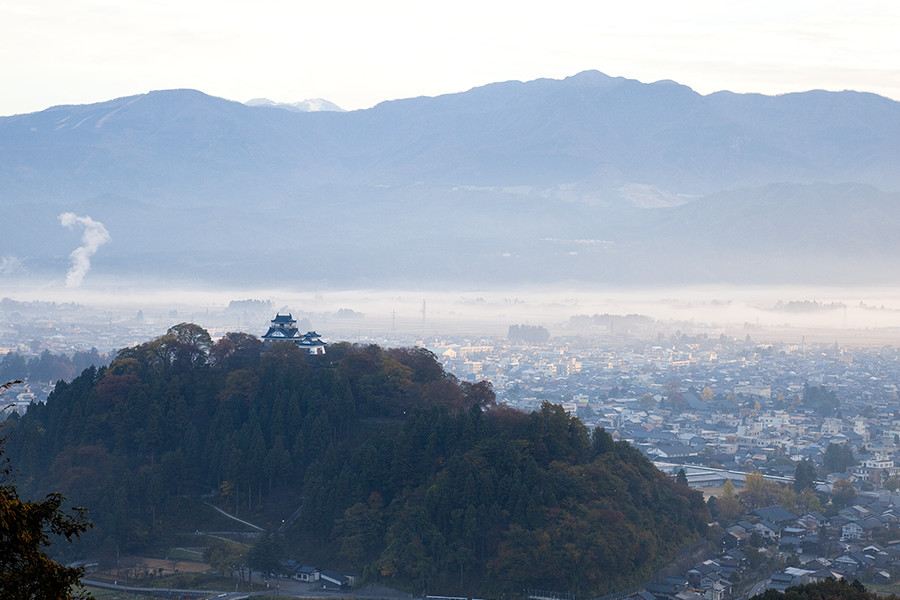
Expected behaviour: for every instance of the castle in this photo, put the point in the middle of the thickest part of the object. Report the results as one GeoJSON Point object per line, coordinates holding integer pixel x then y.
{"type": "Point", "coordinates": [284, 328]}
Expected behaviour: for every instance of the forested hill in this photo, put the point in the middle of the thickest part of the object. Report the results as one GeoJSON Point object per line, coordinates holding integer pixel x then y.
{"type": "Point", "coordinates": [405, 474]}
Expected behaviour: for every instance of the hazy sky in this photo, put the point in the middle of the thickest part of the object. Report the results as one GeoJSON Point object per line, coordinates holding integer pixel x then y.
{"type": "Point", "coordinates": [358, 53]}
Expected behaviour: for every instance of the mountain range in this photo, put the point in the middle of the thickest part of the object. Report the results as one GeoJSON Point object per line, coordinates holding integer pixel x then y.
{"type": "Point", "coordinates": [591, 179]}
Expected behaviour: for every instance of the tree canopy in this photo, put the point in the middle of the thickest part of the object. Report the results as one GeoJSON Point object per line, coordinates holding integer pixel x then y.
{"type": "Point", "coordinates": [26, 569]}
{"type": "Point", "coordinates": [403, 473]}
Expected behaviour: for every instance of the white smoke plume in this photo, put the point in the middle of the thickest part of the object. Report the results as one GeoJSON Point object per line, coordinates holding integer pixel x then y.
{"type": "Point", "coordinates": [94, 236]}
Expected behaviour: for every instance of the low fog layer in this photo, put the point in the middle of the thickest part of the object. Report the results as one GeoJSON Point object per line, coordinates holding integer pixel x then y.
{"type": "Point", "coordinates": [855, 316]}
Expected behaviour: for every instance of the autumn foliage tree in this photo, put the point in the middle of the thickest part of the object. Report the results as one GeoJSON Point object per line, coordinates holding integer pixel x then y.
{"type": "Point", "coordinates": [26, 569]}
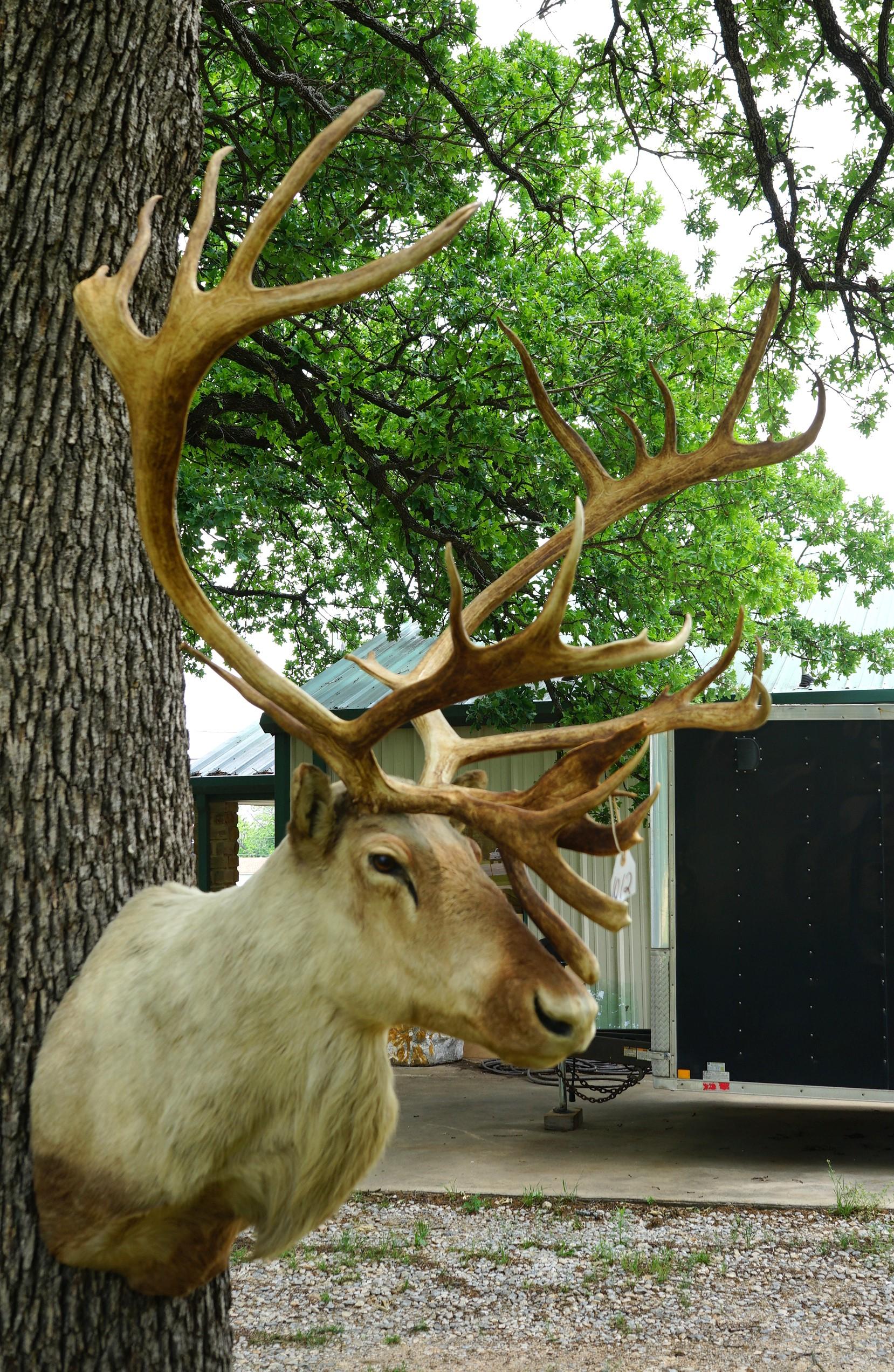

-----

### WORK REQUIRED:
Select each line above that contains the string "mountain" and reproduce those lines.

### OUTPUT FOR THIS TASK:
Expected behaviour: for every instance of the mountain range in this photo, put the point in the middle of the thickest part of the object. Report the results as one GeoJSON Point object per line, coordinates holding integer pixel x then y.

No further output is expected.